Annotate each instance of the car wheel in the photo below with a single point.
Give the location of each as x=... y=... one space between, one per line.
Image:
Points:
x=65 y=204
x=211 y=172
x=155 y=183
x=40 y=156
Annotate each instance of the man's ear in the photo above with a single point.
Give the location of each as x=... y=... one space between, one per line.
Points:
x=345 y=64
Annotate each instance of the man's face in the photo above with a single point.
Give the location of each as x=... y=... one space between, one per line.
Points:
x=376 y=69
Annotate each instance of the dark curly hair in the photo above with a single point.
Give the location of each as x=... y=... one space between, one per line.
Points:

PROBLEM STATEMENT —
Repeat every one of the lines above word for word, with nothing added or changed.

TASK RESPONSE —
Annotate each instance of the car wheel in the photo below with a single point.
Give the location of each as x=... y=... one space between, one per line.
Image:
Points:
x=65 y=204
x=211 y=172
x=155 y=183
x=40 y=156
Annotate each instance of the man's ear in the photo above with a single point.
Give the location of each as x=... y=... one space between, one per line.
Points:
x=345 y=64
Annotate each instance of the man's face in the photo above with a single point.
Give the location of each as x=... y=... one space between, one per line.
Points:
x=376 y=69
Annotate each instance of the dark curly hair in the photo above with a single point.
Give the location of each as x=... y=... one space between, one per line.
Points:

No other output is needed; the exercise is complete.